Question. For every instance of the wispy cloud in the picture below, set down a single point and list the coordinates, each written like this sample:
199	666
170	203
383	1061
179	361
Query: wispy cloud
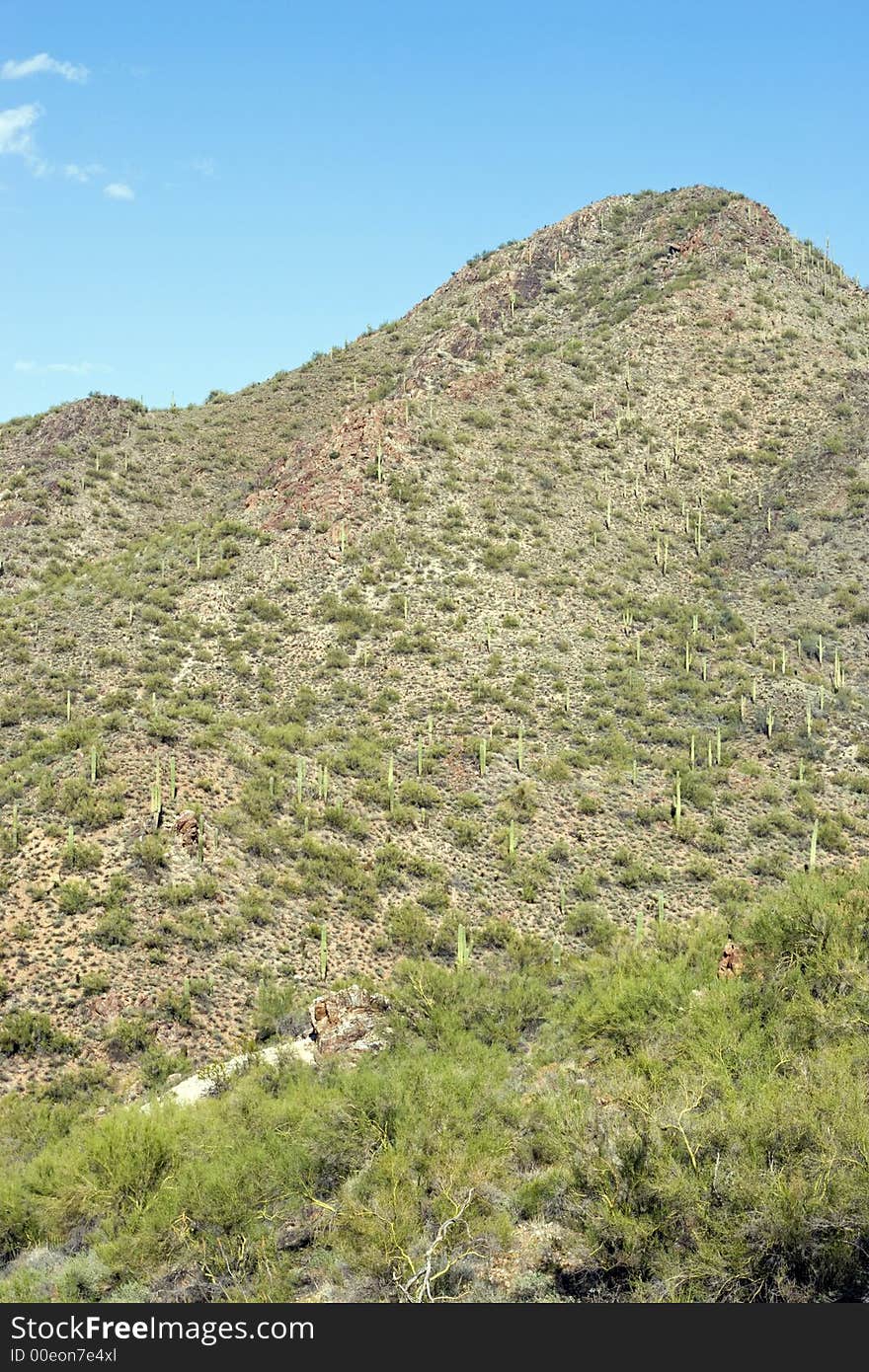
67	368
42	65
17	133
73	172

* * *

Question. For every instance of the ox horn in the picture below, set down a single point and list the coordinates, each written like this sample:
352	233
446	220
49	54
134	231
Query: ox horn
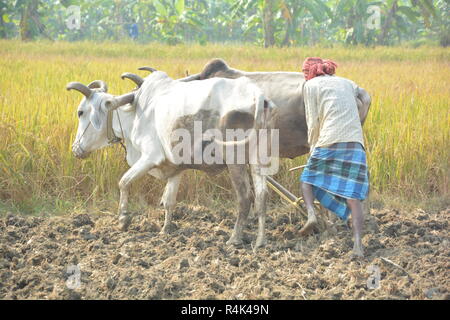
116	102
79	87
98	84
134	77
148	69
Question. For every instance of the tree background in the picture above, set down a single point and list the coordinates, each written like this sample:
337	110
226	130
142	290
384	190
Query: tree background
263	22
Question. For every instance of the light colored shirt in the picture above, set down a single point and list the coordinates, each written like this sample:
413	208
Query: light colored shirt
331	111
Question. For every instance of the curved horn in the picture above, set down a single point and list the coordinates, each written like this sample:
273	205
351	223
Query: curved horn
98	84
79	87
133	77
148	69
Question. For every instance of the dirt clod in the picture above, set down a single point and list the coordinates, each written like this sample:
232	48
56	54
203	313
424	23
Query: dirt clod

Your objective. Each line in the material with "sample" in it must be reported.

Answer section.
Question. For every instance of the wispy cloud in the picture below, set down a single point and list the coordinates, each written like this sample:
Question. For every instance of the ox horn in the picture below, set down a single point and list the coordinates, each written like this sample:
Question. For every instance of the tree background in the picture above, set down a single point and list the coordinates, each written like this sample:
Question. For every instance of the light colored shirt in the picture above, set down a single point and list the coordinates, each written like this sample:
Question. For every instance of the curved horn in the picture above, set down a single point and list the coordinates, each written like this sample:
Question. For every instance of the dirt clod in the picture above, set down a single point and list the coordinates, each written like this sample:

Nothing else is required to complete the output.